# Poor experience - Dilemma - Pic heavy



## Rustymage (Sep 18, 2016)

Sorry for the long and picture heavy post.

Hi!

So I decided to get some bodywork done on my 330 as a preventative step before any rust set in. The front arches had a little paint bubble and under the rear plate there was damage to the lacquer from water contact.

Front arch










Under rear plate










I got the work done at a place recommended to me by the local Indy, initially it looked like a great job.

I subsequently got the car detailed with gtechniq C1 & Exo:










However after closer inspection of the paintwork I noticed a few problems:

No lacquer or paint under arch










Paint line on the rear

&

Cracked paintwork under plate










So I took the car back to the bodyshop and asked him to redo the arch and the rear. He obliged because it was a poor example of his work. He was well aware of the coating and said he knew how to deal with it. However on saturday I was washing it and this happened:










It came off soon after drying, not when I was applying water or a wash mitt.

My question is how should I proceed? How would you remove the gtechniq coating?

I've posted in the gtechniq forum too but wanted to explain in more detail here!

Thanks for reading 

Sent from my ONEPLUS A3003 using Tapatalk


----------



## Rustymage (Sep 18, 2016)

If anyone has a good shop they'd recommend in the Wisbech area if be grateful too  

Sent from my ONEPLUS A3003 using Tapatalk


----------



## JCoxy (Dec 21, 2011)

Stored records >>
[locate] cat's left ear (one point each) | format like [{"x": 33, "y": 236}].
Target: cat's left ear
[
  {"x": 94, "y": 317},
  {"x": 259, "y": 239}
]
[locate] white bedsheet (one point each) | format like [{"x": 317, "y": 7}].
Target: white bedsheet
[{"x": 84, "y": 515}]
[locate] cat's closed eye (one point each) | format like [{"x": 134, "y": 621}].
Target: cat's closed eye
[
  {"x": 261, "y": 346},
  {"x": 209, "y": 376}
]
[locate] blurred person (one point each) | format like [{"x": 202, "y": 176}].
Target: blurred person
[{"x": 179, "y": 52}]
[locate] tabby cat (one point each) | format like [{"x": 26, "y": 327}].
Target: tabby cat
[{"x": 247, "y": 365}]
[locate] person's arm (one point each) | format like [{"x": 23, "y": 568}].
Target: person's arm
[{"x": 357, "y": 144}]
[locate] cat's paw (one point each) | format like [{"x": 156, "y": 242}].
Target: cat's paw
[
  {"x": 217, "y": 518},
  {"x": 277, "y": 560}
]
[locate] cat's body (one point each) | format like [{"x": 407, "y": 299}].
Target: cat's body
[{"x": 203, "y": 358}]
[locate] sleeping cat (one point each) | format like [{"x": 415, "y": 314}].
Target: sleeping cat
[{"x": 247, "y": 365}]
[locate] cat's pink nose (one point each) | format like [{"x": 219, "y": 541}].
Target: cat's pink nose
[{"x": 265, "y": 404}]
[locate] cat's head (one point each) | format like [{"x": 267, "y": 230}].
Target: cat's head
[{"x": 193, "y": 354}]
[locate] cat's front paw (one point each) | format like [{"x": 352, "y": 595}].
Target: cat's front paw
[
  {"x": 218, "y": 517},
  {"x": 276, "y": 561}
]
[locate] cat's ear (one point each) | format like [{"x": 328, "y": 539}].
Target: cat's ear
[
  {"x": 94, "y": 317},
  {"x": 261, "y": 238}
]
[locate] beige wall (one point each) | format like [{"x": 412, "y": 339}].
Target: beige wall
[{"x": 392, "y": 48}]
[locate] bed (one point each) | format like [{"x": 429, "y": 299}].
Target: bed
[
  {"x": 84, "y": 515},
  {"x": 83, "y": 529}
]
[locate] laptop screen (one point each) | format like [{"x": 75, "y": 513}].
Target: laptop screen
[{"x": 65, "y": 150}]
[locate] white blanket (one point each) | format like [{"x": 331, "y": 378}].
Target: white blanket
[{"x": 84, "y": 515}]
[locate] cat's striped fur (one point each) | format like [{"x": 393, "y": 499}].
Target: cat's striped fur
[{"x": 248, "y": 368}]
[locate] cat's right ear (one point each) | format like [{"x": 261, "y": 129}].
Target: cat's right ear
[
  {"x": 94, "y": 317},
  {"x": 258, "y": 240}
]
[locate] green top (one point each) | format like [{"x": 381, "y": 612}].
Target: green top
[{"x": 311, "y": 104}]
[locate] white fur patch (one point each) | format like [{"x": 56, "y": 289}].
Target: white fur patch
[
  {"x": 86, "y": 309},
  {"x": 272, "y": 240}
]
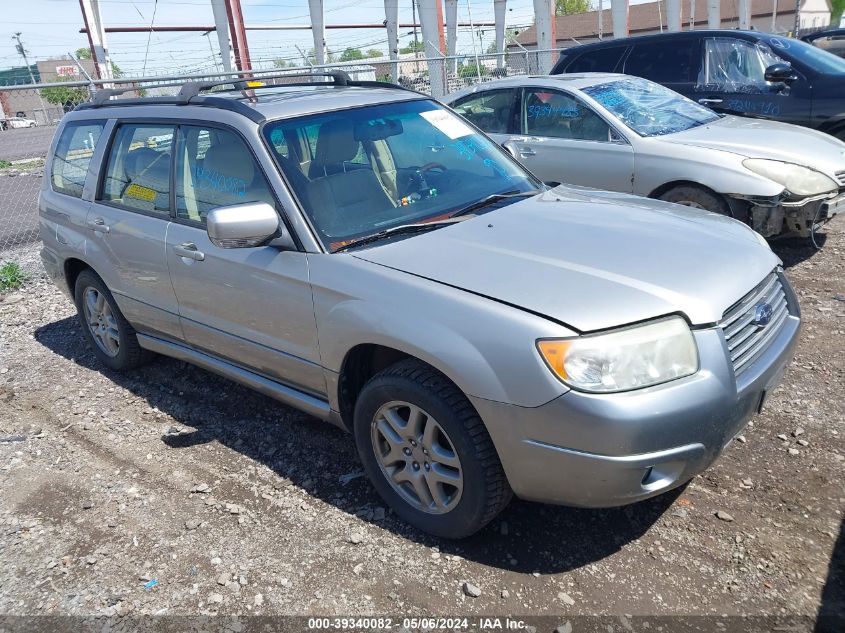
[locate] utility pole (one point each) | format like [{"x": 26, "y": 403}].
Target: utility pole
[{"x": 20, "y": 48}]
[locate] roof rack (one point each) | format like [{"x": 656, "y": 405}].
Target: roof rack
[
  {"x": 103, "y": 95},
  {"x": 191, "y": 91},
  {"x": 194, "y": 88}
]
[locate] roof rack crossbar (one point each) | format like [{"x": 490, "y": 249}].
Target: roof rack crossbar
[
  {"x": 192, "y": 89},
  {"x": 103, "y": 95}
]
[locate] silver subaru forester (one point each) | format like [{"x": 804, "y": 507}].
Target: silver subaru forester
[{"x": 360, "y": 252}]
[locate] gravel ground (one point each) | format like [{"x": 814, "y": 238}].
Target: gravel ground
[{"x": 170, "y": 490}]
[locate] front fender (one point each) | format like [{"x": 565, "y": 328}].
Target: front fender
[
  {"x": 717, "y": 170},
  {"x": 485, "y": 347}
]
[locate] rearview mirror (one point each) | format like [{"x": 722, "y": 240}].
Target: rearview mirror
[
  {"x": 242, "y": 225},
  {"x": 780, "y": 73}
]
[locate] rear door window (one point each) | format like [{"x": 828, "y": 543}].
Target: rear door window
[
  {"x": 603, "y": 60},
  {"x": 138, "y": 170},
  {"x": 490, "y": 110},
  {"x": 73, "y": 156},
  {"x": 666, "y": 62}
]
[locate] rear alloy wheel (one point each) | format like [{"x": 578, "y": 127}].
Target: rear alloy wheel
[
  {"x": 427, "y": 452},
  {"x": 111, "y": 337},
  {"x": 697, "y": 198}
]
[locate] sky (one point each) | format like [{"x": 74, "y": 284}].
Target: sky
[{"x": 50, "y": 28}]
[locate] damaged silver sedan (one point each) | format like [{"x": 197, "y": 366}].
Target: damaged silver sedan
[{"x": 627, "y": 134}]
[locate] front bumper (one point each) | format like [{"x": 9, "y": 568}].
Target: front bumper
[{"x": 601, "y": 450}]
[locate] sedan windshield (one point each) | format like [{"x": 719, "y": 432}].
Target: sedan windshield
[
  {"x": 364, "y": 171},
  {"x": 648, "y": 108}
]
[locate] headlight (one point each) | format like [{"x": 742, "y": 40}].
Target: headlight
[
  {"x": 799, "y": 180},
  {"x": 631, "y": 358}
]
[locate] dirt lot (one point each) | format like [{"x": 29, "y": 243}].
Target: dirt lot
[{"x": 236, "y": 504}]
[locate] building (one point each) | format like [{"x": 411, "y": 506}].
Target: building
[
  {"x": 31, "y": 103},
  {"x": 646, "y": 19}
]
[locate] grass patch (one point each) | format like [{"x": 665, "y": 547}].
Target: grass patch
[{"x": 11, "y": 276}]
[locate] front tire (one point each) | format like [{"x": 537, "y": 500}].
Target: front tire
[
  {"x": 427, "y": 452},
  {"x": 109, "y": 334},
  {"x": 697, "y": 198}
]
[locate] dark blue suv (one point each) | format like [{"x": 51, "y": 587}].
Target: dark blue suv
[{"x": 738, "y": 72}]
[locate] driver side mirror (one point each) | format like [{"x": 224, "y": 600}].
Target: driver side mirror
[
  {"x": 780, "y": 73},
  {"x": 245, "y": 226}
]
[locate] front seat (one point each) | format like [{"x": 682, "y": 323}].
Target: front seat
[{"x": 339, "y": 195}]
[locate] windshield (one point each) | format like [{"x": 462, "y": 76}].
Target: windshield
[
  {"x": 811, "y": 56},
  {"x": 648, "y": 108},
  {"x": 363, "y": 171}
]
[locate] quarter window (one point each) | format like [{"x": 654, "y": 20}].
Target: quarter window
[
  {"x": 214, "y": 168},
  {"x": 138, "y": 171},
  {"x": 490, "y": 110},
  {"x": 557, "y": 115},
  {"x": 73, "y": 156}
]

Goal >>
Can you retype the whole forum thread above about the bodywork on the 330, word for word?

Result for this exercise >>
# Poor experience - Dilemma - Pic heavy



## Rustymage (Sep 18, 2016)

Sorry for the long and picture heavy post.

Hi!

So I decided to get some bodywork done on my 330 as a preventative step before any rust set in. The front arches had a little paint bubble and under the rear plate there was damage to the lacquer from water contact.

Front arch










Under rear plate










I got the work done at a place recommended to me by the local Indy, initially it looked like a great job.

I subsequently got the car detailed with gtechniq C1 & Exo:










However after closer inspection of the paintwork I noticed a few problems:

No lacquer or paint under arch










Paint line on the rear

&

Cracked paintwork under plate










So I took the car back to the bodyshop and asked him to redo the arch and the rear. He obliged because it was a poor example of his work. He was well aware of the coating and said he knew how to deal with it. However on saturday I was washing it and this happened:










It came off soon after drying, not when I was applying water or a wash mitt.

My question is how should I proceed? How would you remove the gtechniq coating?

I've posted in the gtechniq forum too but wanted to explain in more detail here!

Thanks for reading 

Sent from my ONEPLUS A3003 using Tapatalk


----------



## Rustymage (Sep 18, 2016)

If anyone has a good shop they'd recommend in the Wisbech area if be grateful too  

Sent from my ONEPLUS A3003 using Tapatalk


----------



## JCoxy (Dec 21, 2011)